# [To be done]
Can you copy out, word for word, the records below from the line holding "Object to locate: wooden boardwalk" through the line holding "[574,785,1036,829]", inclusive?

-- Begin Information supplied --

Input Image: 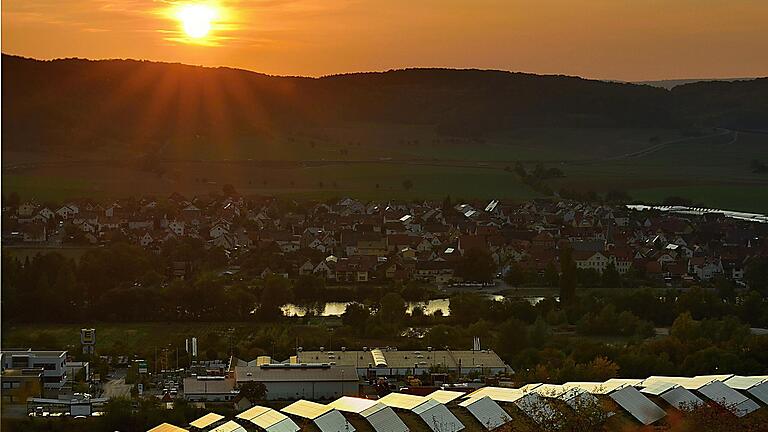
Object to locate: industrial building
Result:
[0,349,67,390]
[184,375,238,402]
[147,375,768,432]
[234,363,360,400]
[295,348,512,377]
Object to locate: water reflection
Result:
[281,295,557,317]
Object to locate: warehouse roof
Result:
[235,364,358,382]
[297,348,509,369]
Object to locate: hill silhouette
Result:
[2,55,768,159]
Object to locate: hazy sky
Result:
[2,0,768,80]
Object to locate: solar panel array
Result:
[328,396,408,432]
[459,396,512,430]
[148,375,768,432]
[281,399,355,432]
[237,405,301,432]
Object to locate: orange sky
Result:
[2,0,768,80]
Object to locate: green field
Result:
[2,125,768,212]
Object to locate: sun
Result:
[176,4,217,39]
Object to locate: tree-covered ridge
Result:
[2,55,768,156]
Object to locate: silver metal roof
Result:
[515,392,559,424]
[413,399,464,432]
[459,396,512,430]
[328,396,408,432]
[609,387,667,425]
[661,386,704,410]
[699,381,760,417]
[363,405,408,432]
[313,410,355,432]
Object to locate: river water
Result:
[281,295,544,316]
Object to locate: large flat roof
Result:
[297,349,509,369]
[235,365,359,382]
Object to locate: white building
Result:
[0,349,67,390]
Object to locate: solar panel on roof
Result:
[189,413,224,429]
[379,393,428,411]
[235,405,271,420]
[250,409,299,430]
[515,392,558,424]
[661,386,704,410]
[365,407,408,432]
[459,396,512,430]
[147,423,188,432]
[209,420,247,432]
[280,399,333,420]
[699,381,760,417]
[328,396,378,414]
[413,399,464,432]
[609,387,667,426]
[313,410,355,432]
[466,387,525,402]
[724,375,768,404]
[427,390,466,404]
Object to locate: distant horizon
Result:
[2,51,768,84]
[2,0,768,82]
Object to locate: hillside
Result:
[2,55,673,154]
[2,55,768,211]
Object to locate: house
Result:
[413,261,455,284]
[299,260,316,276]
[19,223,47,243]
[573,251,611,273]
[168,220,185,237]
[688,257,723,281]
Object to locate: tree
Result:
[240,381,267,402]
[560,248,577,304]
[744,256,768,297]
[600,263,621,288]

-- End Information supplied --
-- Begin Information supplied --

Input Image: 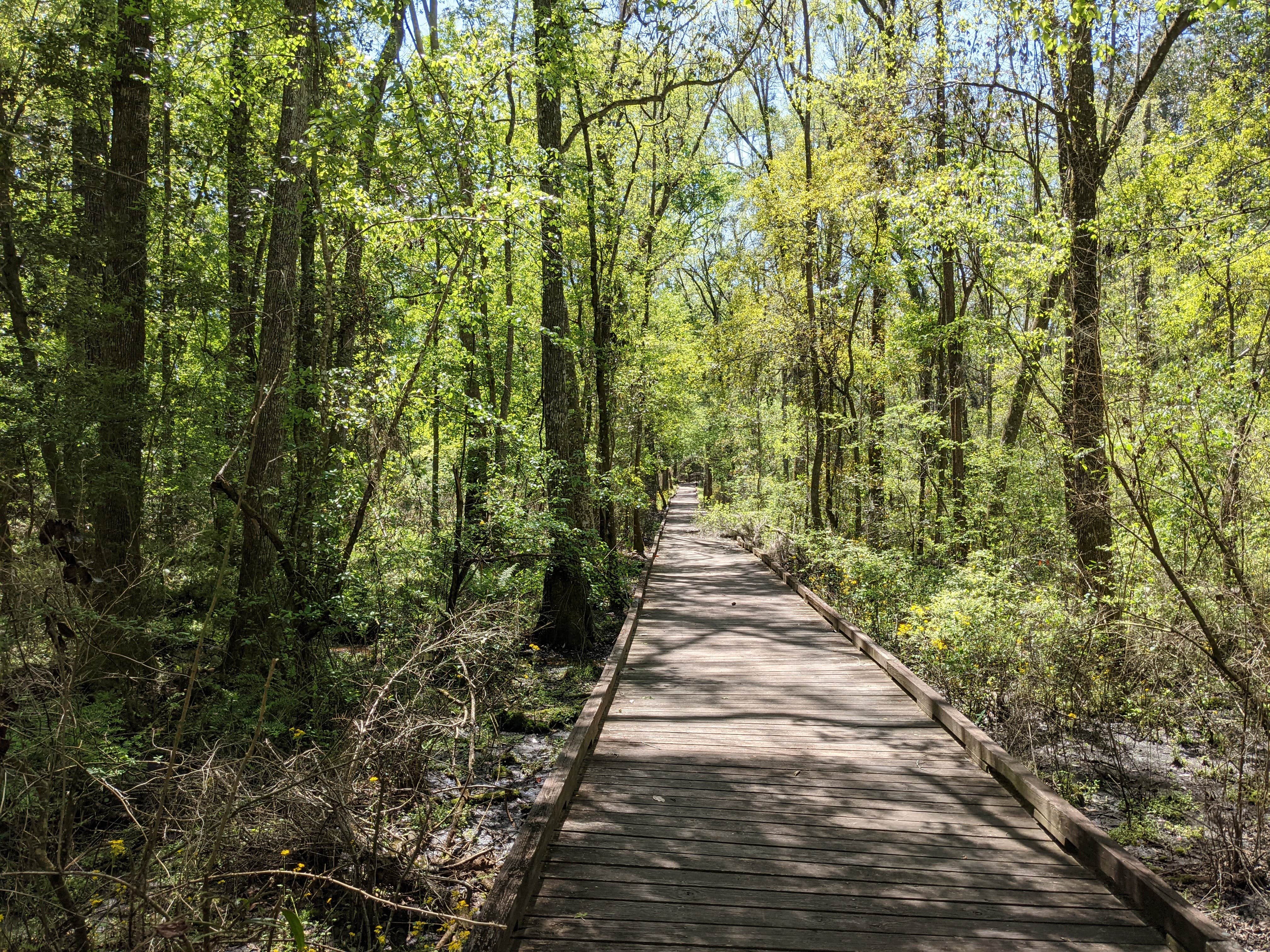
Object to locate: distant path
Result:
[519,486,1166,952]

-- End Information supplied --
-- Begin Information supplied --

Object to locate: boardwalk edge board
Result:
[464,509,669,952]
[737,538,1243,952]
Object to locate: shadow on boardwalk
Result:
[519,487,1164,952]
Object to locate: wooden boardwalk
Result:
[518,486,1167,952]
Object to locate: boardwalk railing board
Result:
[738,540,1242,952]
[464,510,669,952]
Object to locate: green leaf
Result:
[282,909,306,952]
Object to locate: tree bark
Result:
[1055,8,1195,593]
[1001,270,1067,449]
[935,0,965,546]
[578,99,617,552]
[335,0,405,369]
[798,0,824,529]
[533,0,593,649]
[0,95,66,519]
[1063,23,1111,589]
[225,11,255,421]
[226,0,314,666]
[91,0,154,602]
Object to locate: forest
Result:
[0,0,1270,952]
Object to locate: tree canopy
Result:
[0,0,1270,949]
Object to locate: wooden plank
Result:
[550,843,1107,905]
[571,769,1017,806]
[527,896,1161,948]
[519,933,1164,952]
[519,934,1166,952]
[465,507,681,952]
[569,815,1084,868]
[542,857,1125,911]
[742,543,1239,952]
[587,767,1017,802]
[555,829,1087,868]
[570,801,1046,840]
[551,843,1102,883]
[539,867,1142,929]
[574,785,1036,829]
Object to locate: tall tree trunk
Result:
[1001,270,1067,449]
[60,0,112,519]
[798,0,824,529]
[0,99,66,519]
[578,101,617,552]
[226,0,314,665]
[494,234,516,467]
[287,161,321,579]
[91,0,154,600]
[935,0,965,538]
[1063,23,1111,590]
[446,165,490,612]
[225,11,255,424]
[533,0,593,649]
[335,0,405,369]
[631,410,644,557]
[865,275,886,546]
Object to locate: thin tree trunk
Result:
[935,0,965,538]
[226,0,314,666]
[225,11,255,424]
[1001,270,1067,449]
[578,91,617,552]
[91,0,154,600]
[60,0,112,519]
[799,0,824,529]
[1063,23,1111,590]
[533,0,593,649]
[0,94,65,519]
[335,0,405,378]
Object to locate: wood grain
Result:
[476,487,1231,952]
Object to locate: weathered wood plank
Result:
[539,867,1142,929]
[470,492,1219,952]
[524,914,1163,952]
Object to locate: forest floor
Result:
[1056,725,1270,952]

-- End Information supplied --

# [Task output]
Object to locate: wooden boardwalk
Result:
[518,486,1167,952]
Object to locate: boardwalk railing board
Result:
[738,540,1242,952]
[464,510,669,952]
Object to locate: green leaf
Result:
[282,909,306,952]
Object to locate: tree bark
Result:
[1055,8,1195,593]
[1001,270,1067,449]
[935,0,965,546]
[578,99,617,552]
[335,0,405,369]
[798,0,824,529]
[533,0,593,649]
[0,95,66,519]
[1063,23,1111,589]
[225,11,255,421]
[226,0,314,666]
[91,0,154,602]
Object to locate: forest
Result:
[0,0,1270,952]
Object to locate: tree canopy
Result:
[0,0,1270,949]
Object to locate: wooden plank
Result:
[550,843,1107,905]
[571,769,1017,806]
[527,896,1161,948]
[519,933,1164,952]
[519,934,1166,952]
[465,507,681,952]
[569,815,1084,868]
[542,857,1125,911]
[742,543,1239,952]
[587,767,1017,802]
[555,829,1087,868]
[570,801,1046,840]
[551,843,1102,883]
[539,867,1142,929]
[574,785,1036,829]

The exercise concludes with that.